=== Entries ===
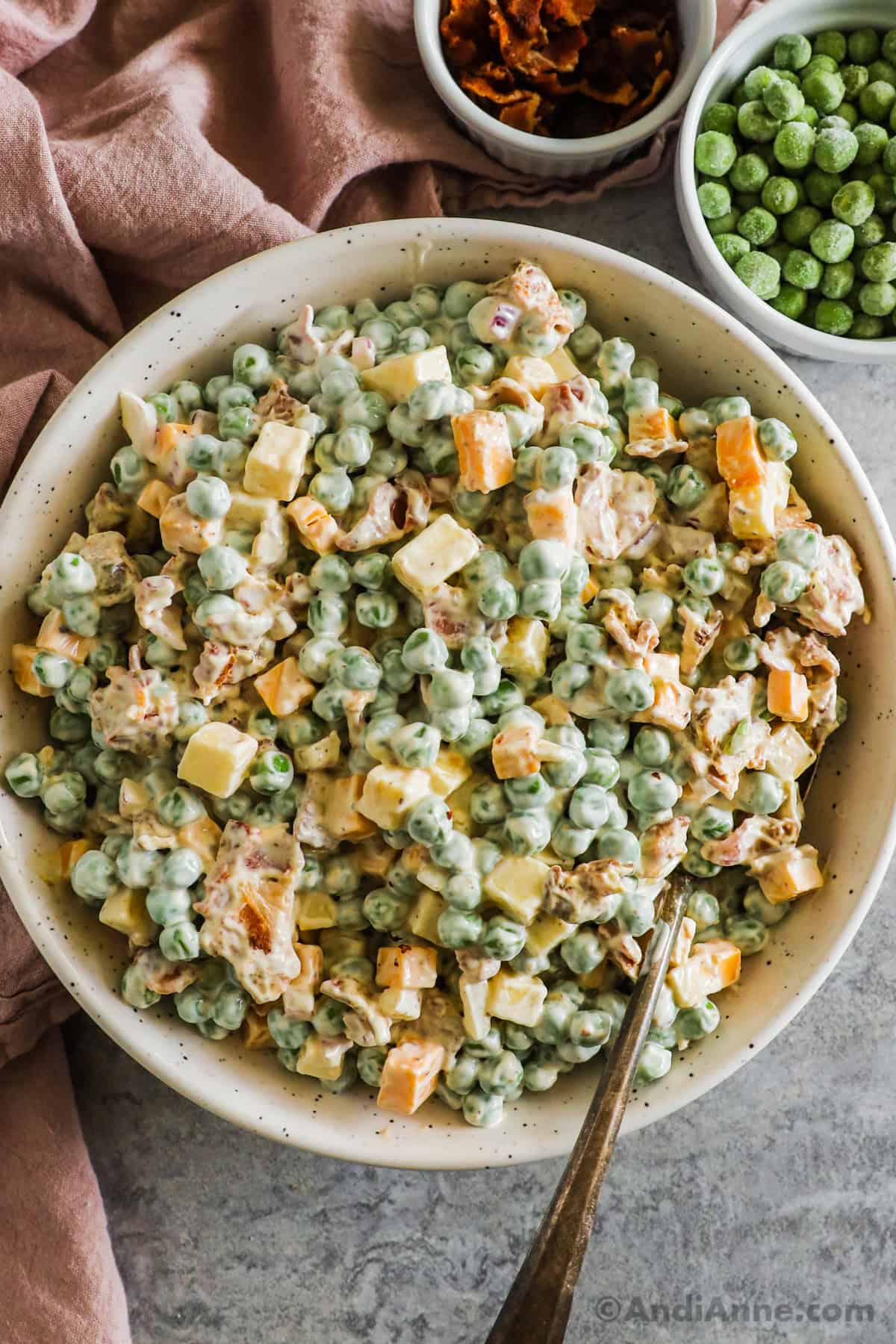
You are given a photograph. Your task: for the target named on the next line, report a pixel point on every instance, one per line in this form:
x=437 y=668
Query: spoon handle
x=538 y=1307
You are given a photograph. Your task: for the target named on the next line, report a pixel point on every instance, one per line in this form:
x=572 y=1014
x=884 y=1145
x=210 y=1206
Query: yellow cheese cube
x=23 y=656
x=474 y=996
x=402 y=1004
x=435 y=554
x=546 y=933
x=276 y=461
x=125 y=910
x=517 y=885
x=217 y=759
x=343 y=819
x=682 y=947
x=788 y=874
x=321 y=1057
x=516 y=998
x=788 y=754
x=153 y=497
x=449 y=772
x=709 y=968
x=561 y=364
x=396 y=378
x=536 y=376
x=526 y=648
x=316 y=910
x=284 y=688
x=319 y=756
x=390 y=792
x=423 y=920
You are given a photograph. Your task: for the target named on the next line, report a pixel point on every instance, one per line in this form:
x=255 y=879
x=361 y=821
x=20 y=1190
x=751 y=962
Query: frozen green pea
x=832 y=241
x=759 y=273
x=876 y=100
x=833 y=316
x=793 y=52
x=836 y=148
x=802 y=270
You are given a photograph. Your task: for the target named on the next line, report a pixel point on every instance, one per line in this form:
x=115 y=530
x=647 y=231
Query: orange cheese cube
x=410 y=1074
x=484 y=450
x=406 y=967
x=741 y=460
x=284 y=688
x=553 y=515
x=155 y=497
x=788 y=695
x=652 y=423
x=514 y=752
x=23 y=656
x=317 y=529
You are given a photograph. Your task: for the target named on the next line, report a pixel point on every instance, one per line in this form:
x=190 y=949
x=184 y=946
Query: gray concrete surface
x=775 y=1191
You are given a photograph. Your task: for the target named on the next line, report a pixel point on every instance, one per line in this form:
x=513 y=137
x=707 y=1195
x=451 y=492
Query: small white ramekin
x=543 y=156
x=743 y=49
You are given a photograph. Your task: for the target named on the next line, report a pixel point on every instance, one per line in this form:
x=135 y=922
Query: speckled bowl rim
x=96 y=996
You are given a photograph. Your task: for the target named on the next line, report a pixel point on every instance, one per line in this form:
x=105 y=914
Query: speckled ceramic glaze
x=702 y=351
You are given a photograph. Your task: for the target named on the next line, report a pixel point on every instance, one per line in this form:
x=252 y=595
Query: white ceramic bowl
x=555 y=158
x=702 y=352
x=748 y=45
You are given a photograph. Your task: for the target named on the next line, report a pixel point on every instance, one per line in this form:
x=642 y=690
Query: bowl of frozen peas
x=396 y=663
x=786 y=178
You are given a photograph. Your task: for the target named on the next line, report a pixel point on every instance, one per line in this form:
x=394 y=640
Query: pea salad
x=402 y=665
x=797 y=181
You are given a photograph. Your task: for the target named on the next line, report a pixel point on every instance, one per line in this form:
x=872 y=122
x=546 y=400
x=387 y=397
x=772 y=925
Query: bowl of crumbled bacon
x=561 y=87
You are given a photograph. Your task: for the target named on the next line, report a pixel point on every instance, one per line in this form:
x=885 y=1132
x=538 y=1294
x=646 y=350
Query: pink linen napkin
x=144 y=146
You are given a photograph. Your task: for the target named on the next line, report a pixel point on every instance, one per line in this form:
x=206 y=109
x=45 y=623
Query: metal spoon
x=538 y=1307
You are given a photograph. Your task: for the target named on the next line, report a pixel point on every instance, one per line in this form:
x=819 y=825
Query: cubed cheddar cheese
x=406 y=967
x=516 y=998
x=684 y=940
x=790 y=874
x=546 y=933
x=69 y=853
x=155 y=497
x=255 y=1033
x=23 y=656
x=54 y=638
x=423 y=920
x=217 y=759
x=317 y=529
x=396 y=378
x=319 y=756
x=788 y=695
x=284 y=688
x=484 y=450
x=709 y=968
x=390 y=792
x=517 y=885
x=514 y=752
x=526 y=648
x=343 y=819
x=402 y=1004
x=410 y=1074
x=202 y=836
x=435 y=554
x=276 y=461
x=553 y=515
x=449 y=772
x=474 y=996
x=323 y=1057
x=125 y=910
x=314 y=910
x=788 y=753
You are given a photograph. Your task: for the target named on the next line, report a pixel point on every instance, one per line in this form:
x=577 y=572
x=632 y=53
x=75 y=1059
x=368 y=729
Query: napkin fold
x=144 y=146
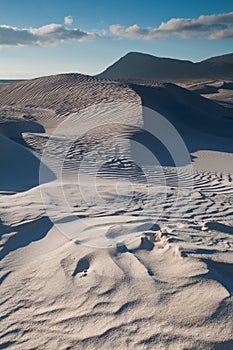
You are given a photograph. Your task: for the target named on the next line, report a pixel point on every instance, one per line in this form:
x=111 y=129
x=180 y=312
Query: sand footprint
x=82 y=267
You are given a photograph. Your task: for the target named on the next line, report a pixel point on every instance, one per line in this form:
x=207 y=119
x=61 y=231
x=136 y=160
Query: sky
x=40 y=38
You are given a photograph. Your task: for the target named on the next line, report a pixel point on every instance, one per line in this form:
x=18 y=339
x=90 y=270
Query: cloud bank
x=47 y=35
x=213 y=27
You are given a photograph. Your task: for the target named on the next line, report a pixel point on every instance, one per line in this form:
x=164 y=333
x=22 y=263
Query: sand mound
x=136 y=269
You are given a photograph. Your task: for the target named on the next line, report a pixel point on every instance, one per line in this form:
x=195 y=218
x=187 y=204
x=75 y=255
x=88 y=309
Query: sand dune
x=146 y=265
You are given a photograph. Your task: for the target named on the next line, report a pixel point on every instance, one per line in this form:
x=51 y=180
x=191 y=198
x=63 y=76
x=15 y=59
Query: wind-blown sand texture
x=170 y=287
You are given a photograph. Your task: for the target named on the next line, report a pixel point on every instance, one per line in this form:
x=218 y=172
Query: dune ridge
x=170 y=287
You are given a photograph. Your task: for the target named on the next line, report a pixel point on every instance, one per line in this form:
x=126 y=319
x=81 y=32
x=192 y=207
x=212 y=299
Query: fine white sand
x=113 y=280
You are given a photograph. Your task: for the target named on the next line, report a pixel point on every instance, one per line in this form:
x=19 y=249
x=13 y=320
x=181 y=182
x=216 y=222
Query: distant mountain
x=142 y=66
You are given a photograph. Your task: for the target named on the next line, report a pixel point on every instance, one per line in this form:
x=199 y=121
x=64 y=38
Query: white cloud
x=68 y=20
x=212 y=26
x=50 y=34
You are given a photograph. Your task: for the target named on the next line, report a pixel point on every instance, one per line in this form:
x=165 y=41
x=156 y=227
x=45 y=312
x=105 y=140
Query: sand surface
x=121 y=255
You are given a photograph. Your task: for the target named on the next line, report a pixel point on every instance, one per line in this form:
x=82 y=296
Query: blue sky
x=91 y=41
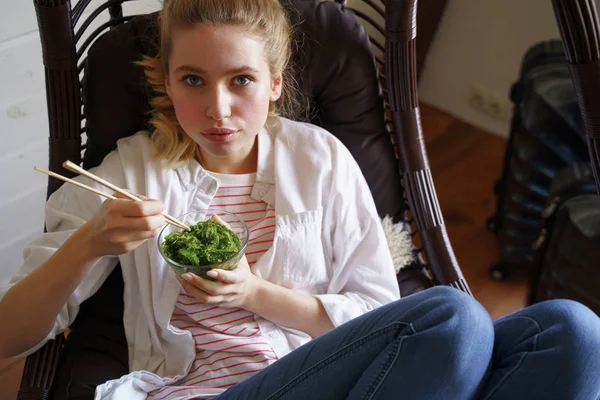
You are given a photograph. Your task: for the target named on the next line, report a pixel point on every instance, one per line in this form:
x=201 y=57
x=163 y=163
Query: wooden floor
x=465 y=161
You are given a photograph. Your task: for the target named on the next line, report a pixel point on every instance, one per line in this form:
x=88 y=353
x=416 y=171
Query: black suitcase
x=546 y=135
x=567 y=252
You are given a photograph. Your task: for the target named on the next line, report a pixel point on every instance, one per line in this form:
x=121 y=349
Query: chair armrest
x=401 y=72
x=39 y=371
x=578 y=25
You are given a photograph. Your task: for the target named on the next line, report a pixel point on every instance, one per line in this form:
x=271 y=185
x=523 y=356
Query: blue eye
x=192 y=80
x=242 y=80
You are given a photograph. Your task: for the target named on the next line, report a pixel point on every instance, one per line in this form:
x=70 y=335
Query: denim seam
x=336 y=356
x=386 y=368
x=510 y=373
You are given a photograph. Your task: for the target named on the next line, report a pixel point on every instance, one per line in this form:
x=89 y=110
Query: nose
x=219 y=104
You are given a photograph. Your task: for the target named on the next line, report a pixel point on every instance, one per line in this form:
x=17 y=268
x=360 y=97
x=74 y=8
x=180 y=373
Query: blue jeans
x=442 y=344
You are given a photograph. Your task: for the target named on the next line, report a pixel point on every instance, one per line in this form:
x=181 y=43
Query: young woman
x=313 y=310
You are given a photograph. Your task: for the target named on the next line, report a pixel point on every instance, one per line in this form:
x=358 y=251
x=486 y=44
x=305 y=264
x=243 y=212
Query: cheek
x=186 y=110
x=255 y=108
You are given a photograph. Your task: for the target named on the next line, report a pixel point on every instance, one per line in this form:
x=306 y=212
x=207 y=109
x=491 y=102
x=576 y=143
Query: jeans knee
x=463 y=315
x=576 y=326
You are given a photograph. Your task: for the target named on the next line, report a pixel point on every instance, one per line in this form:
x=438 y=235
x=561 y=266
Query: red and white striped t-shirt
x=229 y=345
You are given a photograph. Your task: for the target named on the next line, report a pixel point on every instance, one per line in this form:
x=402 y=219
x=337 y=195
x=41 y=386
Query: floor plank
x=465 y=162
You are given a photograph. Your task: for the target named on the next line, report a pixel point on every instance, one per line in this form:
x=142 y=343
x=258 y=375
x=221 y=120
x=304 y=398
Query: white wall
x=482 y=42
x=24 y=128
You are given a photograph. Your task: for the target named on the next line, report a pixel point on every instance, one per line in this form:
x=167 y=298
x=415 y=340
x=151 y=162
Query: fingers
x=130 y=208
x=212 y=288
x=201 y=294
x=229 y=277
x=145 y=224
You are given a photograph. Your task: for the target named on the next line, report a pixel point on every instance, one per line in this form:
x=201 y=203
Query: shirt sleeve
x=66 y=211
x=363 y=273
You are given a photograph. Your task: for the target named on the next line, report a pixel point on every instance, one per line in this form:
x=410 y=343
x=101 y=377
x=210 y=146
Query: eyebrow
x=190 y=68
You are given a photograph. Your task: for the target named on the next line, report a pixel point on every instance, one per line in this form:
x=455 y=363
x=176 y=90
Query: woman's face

=== Written instruction ===
Lay out the lines of the items above as a numbered list, starting at the first line of the items and going up to and including the line with "x=775 y=1191". Skip blank lines and leave the pictures out.

=== Task response ===
1. You are given a photograph. Your task: for the target named on the next line, report a pixel point on every instance, one per line in this form:
2. x=437 y=668
3. Query: spoon handle
4. x=538 y=1307
5. You are given a photograph. Your task: for the target named on the next line, report a pixel point on every instance, one per line in this form:
6. x=572 y=1014
7. x=884 y=1145
8. x=210 y=1206
9. Query: yellow cheese cube
10. x=23 y=656
11. x=474 y=996
12. x=402 y=1004
13. x=435 y=554
14. x=546 y=933
15. x=276 y=461
16. x=125 y=910
17. x=517 y=885
18. x=217 y=759
19. x=343 y=819
20. x=682 y=947
21. x=788 y=874
22. x=321 y=1057
23. x=516 y=998
24. x=788 y=754
25. x=153 y=497
26. x=449 y=772
27. x=709 y=968
28. x=561 y=364
29. x=396 y=378
30. x=536 y=376
31. x=526 y=648
32. x=316 y=910
33. x=284 y=688
34. x=319 y=756
35. x=390 y=792
36. x=423 y=920
37. You are given a photograph. Your task: for the target named on the next line, report a pixel point on every instance, one per line in this form:
38. x=255 y=879
39. x=361 y=821
40. x=20 y=1190
41. x=751 y=962
42. Query: frozen green pea
43. x=832 y=241
44. x=759 y=273
45. x=876 y=100
46. x=833 y=316
47. x=793 y=52
48. x=836 y=148
49. x=802 y=270
50. You are given a photograph. Your task: for the target named on the next line, report a pixel point on every instance, one per line in this form:
51. x=115 y=530
52. x=647 y=231
53. Query: orange cheese cube
54. x=410 y=1074
55. x=484 y=450
56. x=406 y=967
57. x=741 y=460
58. x=284 y=688
59. x=553 y=515
60. x=155 y=497
61. x=788 y=695
62. x=652 y=423
63. x=514 y=752
64. x=23 y=656
65. x=317 y=529
66. You are given a photograph. Your task: for the target named on the next line, report a pixel point on every instance, one per line in this form:
67. x=190 y=949
68. x=184 y=946
69. Query: gray concrete surface
70. x=775 y=1191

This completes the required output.